Supplied passage:
..........

Terms and Conditions


Please read carefully our Terms and Conditions of Sale which governs your use of our web site. By using this site and/or placing an order with us, you are agreeing in entirety to them.

In these conditions “the Company” shall mean Actuated Valve Supplies Ltd, “the purchaser” shall mean the person, firm or Company who has viewed/ used www.actuatedvalvesupplies.com , any quotation or with whom any contract is made and “the goods” shall mean the goods and/or services agreed to be sold by the Company to the purchaser.

This web site is owned and operated by Actuated Valve Supplies Ltd. The material contained on this web site, including all design, text, graphics, selection and arrangement of content and all other information on this site are copyright of Actuated Valve Supplies Ltd or its licensees, content providers or technology providers. All rights reserved. Permission is granted to copy, print and distribute in hard copy sections of this site for the purpose of browsing and shopping or for placing an order at Actuated Valve Supplies Ltd. Any unauthorised use and/or reproduction of the material (especially forwarding prices to our competitors) on this site without the prior permission of Actuated Valve Supplies Ltd is a violation of copyright, trademark and other applicable laws and immediate litigation will follow. Actuated Valve Supplies Ltd respects all relevant trademarks which are marked accordingly.

All quotations are given and all orders are accepted on these terms which shall apply to the exclusion of and shall override any other items stipulated or referred to by the purchaser whether in its order or any other document, or in any negotiations or communication or course of dealing established between the Company and the purchaser.
No modification or amendment of these terms or addition thereto shall be effective unless made in writing and signed by a director of the Company.

Save where the goods are stated to be sold as complying with a recognised trade or industry standard, all descriptions, specifications, drawings and particulars of weights and dimensions submitted by the Company or otherwise contained in the Company’s website, catalogues, brochures, price lists, quotations and publicity materials are approximate only and the Company shall not be liable for their accuracy unless they are expressly incorporated into the contract in writing.

..........

Material:
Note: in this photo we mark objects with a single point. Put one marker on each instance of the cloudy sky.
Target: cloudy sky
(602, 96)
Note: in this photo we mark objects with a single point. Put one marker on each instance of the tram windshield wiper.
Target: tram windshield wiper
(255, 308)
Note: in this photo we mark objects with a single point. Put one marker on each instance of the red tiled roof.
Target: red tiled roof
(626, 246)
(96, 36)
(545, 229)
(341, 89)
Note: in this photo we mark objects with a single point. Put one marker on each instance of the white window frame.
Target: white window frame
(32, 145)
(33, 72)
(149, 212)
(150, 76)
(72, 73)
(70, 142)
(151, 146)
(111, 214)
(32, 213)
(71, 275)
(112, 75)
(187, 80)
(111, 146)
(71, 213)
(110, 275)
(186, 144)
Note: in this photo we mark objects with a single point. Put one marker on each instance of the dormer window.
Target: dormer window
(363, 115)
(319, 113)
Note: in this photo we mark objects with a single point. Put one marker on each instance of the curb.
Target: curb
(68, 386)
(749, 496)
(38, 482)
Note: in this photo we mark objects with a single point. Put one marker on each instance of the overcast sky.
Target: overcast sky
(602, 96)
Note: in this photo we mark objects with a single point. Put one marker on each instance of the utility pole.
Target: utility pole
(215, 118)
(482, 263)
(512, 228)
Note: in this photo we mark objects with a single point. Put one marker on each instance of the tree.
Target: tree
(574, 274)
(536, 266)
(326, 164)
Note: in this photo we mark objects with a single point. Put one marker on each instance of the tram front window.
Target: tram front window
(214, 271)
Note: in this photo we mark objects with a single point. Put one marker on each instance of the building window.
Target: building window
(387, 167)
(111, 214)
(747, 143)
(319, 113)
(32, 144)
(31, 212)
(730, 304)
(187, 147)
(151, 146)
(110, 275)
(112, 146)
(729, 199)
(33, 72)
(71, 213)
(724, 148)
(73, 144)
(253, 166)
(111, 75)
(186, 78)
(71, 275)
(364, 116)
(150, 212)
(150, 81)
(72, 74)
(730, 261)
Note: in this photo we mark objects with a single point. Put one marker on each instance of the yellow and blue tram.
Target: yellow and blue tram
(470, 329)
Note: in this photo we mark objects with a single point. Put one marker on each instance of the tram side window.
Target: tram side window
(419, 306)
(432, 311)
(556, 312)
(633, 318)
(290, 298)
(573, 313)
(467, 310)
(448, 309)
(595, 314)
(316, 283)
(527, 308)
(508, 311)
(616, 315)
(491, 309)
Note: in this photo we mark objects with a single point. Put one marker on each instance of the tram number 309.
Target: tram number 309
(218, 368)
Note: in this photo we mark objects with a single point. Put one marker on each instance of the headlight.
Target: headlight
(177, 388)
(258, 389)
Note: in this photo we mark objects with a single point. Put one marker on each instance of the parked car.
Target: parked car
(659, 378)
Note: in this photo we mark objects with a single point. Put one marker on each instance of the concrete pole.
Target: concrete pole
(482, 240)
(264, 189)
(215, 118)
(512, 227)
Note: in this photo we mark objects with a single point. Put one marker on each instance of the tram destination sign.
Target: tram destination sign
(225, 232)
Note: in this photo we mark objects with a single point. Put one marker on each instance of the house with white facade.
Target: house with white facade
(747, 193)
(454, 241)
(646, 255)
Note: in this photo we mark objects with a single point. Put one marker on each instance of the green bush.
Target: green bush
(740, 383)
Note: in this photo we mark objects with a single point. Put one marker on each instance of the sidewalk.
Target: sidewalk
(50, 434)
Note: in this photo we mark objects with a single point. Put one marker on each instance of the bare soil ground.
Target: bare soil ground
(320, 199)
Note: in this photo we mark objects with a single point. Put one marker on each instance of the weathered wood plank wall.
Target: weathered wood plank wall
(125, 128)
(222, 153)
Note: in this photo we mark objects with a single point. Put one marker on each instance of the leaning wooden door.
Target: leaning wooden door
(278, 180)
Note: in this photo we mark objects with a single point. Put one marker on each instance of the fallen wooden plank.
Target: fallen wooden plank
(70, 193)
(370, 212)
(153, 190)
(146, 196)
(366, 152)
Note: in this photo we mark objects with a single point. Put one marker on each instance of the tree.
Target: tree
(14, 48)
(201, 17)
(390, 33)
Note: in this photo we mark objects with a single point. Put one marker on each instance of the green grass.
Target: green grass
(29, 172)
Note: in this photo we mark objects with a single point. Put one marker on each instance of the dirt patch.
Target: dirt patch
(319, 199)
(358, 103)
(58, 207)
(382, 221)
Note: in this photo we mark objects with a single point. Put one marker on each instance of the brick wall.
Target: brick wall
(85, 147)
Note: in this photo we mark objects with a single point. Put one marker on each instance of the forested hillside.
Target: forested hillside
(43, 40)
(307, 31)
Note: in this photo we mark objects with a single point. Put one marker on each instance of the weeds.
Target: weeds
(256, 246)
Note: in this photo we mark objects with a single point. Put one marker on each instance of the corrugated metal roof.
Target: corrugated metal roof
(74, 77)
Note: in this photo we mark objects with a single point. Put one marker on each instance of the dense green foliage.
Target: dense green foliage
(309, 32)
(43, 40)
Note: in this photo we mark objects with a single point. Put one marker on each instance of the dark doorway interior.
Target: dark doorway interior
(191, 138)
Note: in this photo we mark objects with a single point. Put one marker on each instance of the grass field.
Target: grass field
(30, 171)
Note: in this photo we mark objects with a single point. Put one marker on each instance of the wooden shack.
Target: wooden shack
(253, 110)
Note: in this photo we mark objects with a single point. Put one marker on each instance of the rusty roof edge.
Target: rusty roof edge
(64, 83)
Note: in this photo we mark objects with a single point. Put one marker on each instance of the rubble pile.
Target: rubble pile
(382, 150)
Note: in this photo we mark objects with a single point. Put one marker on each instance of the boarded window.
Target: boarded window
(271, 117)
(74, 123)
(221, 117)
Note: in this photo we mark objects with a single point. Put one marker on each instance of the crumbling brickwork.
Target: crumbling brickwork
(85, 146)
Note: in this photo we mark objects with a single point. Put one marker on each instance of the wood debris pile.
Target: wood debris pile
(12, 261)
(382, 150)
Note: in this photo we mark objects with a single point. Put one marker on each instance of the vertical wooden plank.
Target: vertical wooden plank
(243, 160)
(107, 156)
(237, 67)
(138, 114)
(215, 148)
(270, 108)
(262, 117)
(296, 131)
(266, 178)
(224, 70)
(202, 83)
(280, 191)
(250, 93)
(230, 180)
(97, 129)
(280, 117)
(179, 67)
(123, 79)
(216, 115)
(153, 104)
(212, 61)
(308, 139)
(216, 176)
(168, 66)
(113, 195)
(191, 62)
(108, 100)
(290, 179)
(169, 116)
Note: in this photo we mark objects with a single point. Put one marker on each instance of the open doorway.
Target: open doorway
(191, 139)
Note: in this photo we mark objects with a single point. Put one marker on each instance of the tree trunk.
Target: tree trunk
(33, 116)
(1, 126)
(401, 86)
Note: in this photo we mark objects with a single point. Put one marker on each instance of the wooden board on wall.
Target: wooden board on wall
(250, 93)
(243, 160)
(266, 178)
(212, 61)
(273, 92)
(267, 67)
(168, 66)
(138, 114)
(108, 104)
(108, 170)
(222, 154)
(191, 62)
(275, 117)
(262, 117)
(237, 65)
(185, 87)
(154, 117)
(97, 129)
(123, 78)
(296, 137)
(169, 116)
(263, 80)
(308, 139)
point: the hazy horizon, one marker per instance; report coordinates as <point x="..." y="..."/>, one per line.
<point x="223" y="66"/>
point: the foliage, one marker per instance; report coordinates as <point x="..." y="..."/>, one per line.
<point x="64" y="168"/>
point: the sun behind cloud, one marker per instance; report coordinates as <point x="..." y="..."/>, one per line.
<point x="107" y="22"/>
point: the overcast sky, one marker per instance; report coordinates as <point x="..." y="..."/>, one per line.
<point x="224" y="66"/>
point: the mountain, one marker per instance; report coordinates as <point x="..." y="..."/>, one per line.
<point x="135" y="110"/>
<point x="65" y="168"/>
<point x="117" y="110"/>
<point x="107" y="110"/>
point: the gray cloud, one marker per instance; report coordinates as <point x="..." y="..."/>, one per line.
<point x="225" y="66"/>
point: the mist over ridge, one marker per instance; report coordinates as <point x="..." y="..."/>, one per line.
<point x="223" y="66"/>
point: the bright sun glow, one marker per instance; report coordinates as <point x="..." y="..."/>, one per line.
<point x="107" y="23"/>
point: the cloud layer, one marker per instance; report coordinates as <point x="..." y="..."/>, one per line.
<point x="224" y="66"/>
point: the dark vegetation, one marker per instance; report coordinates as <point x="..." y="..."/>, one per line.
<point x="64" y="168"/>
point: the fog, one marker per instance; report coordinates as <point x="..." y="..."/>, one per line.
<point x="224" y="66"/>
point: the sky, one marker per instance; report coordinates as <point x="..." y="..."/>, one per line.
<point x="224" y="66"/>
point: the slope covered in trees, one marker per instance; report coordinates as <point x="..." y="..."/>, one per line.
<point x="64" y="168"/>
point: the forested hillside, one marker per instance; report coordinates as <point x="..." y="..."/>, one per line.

..........

Goals:
[A] In the terms and conditions, rewrite the passage from "All quotations are" up to and including "of the Company.", substituting "an officer of the Company" for "a director of the Company".
[B] Do these statements agree with the terms and conditions? For each, answer yes or no and quote the words that decide it.
(i) A change to the terms takes effect only if it is in writing and signed by a director of the Company.
(ii) The Company is liable for the accuracy of the weights and dimensions given in its catalogues even when they are not written into the contract.
(iii) Printing sections of the site in hard copy for the purpose of shopping is permitted.
[C] According to the terms and conditions, who owns and operates the web site?

Per-task outputs:
[A]
All quotations are given and all orders are accepted on these terms which shall apply to the exclusion of and shall override any other items stipulated or referred to by the purchaser whether in its order or any other document, or in any negotiations or communication or course of dealing established between the Company and the purchaser.
No modification or amendment of these terms or addition thereto shall be effective unless made in writing and signed by an officer of the Company.

[B]
(i) Yes: "No modification or amendment of these terms or addition thereto shall be effective unless made in writing and signed by a director of the Company."
(ii) No: "are approximate only and the Company shall not be liable for their accuracy unless they are expressly incorporated into the contract in writing"
(iii) Yes: "Permission is granted to copy, print and distribute in hard copy sections of this site for the purpose of browsing and shopping"

[C] Actuated Valve Supplies Ltd.